**STATED EXERCISE**
Starting at the line that contains "red rose in" and ending at the end of the records, rename "red rose" to "crimson rose" and give those lines again, with everything else left unchanged.

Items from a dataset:
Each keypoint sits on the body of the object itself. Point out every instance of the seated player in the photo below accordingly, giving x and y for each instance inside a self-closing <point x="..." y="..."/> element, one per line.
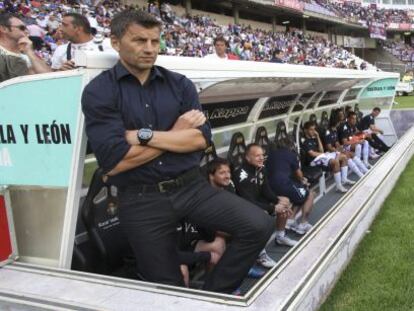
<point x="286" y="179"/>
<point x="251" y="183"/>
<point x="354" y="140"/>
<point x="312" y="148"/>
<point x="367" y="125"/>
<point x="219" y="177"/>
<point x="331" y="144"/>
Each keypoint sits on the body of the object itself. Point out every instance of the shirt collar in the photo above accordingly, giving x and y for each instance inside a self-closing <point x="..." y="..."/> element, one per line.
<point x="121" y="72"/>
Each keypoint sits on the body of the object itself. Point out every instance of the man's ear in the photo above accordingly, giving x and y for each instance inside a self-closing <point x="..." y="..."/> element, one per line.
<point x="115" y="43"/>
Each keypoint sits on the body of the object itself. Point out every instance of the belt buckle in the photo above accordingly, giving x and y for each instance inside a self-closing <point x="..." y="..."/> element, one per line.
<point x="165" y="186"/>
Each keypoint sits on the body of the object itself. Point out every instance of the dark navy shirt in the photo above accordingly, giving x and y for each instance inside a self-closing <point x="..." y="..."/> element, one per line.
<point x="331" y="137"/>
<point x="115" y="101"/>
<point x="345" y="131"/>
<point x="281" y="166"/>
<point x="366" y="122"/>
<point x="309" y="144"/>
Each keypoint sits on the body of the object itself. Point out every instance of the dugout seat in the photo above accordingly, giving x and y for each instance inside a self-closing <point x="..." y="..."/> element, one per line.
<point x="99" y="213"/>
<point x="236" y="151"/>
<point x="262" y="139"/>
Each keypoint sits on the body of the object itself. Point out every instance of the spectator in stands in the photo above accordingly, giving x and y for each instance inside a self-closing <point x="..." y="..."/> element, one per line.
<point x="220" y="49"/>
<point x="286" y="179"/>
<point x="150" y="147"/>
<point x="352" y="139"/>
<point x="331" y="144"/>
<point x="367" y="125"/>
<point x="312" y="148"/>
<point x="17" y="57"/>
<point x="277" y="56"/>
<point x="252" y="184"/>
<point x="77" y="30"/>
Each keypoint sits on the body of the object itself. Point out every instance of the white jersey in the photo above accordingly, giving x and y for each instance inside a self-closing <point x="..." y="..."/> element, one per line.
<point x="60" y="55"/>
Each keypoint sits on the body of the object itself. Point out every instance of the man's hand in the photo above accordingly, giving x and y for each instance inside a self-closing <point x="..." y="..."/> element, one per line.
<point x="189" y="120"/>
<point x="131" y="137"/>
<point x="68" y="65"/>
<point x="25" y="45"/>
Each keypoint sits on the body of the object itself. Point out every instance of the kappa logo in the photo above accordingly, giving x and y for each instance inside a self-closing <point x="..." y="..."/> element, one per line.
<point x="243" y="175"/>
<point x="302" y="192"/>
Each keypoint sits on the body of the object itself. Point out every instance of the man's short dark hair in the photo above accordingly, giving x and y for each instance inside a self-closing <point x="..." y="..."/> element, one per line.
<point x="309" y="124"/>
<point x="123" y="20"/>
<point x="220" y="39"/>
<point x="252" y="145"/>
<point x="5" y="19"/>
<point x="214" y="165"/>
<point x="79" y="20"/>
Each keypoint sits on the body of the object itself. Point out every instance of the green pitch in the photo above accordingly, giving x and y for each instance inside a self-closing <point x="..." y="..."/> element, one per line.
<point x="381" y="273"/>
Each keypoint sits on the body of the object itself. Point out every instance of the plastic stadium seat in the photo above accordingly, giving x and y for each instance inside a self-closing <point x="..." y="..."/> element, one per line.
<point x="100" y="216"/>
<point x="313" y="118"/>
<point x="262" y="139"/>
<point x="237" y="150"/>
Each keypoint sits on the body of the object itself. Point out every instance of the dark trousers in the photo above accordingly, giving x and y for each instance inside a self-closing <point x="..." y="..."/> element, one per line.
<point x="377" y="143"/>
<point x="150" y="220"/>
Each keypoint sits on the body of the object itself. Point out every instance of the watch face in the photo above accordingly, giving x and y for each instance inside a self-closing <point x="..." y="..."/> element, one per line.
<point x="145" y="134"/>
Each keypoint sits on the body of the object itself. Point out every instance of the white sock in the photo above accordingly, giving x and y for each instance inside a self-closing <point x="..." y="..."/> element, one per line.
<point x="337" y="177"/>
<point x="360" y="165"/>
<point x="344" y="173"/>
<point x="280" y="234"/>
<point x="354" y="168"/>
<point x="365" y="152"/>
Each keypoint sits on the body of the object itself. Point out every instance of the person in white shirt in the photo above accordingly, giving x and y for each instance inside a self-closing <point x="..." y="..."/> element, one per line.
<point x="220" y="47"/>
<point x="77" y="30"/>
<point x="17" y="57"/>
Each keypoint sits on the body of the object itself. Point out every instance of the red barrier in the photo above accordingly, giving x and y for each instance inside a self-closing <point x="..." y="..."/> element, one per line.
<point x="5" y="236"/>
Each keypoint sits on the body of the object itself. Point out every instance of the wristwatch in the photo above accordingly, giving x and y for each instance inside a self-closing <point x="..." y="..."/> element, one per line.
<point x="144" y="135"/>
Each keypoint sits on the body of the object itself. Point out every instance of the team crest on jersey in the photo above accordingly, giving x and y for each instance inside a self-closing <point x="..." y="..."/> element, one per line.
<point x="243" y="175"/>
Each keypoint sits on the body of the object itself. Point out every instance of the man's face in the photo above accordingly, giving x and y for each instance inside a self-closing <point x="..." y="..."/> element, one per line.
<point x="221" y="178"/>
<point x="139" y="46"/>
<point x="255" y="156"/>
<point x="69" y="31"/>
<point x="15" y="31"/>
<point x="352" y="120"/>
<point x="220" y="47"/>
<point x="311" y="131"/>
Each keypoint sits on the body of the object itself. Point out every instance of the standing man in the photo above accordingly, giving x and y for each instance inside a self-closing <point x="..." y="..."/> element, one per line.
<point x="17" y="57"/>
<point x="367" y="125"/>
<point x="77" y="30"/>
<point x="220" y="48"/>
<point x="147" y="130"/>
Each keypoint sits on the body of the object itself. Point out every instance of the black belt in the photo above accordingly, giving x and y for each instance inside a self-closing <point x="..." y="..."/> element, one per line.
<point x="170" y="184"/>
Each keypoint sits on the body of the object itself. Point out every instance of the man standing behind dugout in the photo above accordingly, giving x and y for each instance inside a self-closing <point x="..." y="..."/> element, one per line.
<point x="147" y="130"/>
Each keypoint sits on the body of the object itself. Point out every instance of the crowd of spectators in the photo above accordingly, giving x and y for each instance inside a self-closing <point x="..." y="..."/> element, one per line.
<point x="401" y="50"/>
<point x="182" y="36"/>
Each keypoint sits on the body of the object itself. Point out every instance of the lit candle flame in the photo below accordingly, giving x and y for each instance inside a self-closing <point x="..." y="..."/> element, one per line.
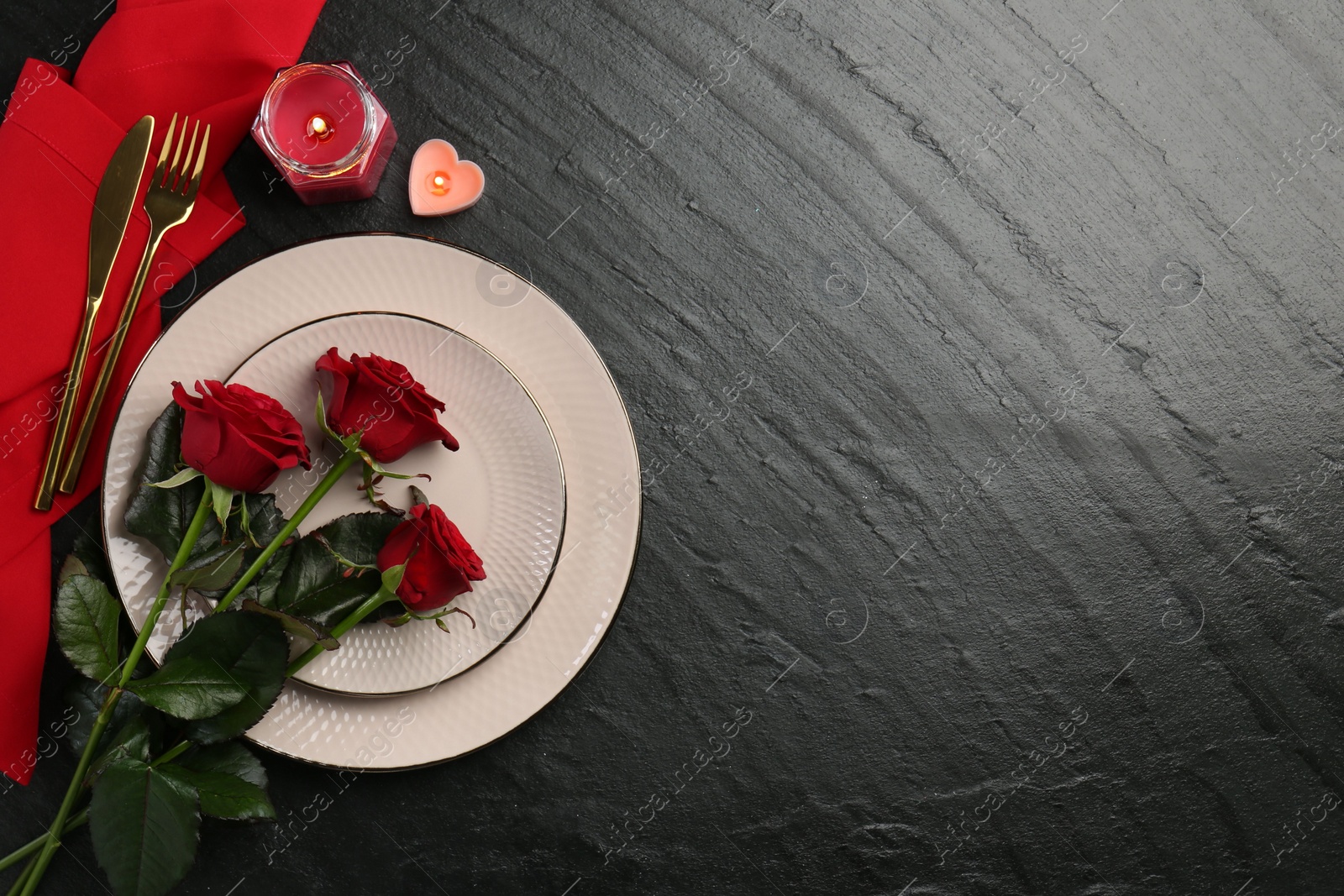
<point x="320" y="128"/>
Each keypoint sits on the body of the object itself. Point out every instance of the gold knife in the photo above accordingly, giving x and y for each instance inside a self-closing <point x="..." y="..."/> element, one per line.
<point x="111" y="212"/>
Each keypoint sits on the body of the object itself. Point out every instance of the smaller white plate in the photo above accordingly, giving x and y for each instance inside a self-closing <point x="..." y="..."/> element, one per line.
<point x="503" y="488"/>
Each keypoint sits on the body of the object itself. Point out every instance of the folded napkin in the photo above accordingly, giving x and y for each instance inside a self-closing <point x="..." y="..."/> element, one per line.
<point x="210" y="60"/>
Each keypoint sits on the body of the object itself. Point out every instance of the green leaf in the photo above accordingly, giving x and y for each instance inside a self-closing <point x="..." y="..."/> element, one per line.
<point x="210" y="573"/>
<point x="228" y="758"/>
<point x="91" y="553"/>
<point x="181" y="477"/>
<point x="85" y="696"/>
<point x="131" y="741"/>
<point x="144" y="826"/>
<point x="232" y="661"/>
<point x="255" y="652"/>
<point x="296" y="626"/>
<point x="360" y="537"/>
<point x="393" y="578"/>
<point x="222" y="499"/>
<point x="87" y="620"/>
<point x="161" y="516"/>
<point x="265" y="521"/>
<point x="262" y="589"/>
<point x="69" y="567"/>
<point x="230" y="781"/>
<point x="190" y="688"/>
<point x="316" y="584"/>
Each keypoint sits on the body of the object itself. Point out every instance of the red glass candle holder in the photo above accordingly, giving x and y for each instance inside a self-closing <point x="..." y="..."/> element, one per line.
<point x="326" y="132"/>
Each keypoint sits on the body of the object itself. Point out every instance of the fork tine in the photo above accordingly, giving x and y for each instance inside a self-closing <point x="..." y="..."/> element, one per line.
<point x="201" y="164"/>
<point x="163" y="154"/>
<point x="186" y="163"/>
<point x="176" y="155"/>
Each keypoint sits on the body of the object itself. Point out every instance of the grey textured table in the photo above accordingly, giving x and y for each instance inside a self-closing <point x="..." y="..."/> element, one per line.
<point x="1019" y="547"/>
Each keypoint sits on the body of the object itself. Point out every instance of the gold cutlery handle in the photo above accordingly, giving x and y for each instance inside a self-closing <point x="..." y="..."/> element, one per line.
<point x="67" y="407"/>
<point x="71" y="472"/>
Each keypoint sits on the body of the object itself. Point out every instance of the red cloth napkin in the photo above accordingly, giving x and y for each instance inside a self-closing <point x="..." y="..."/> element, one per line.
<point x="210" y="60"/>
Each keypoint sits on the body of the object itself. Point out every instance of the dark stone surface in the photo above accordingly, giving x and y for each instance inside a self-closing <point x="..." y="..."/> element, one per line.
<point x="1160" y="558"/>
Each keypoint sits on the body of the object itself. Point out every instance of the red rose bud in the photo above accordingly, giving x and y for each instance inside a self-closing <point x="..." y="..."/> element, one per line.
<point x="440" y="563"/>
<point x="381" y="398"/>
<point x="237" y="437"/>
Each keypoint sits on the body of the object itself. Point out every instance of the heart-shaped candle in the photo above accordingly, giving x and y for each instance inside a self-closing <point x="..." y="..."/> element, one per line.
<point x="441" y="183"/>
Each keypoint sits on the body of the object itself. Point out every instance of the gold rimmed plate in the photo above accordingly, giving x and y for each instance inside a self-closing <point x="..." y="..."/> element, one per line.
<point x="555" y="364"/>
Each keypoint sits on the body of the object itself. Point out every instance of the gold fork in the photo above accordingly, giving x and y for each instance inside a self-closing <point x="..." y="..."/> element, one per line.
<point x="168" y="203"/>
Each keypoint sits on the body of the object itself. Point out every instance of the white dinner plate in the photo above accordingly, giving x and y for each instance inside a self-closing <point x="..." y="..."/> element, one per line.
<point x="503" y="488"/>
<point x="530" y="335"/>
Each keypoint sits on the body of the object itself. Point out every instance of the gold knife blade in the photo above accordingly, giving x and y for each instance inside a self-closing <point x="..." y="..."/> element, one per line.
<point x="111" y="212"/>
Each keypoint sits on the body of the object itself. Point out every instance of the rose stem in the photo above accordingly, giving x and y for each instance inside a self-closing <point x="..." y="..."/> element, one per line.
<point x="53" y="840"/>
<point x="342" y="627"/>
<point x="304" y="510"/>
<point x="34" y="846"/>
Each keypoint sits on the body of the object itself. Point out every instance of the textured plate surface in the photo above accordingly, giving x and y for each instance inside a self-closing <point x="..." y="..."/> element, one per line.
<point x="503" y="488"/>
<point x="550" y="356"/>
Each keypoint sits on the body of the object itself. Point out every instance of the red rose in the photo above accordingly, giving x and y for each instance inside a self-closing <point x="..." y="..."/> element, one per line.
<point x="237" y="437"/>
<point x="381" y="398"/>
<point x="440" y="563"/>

**ANSWER TO THE TASK**
Each keypoint sits on the body of the object itself. Point out every instance of the crimson rose in the photo above accordingly, giving x and y for each instance inside a self-closing <point x="..." y="..."/> element, one per line.
<point x="237" y="437"/>
<point x="381" y="398"/>
<point x="440" y="563"/>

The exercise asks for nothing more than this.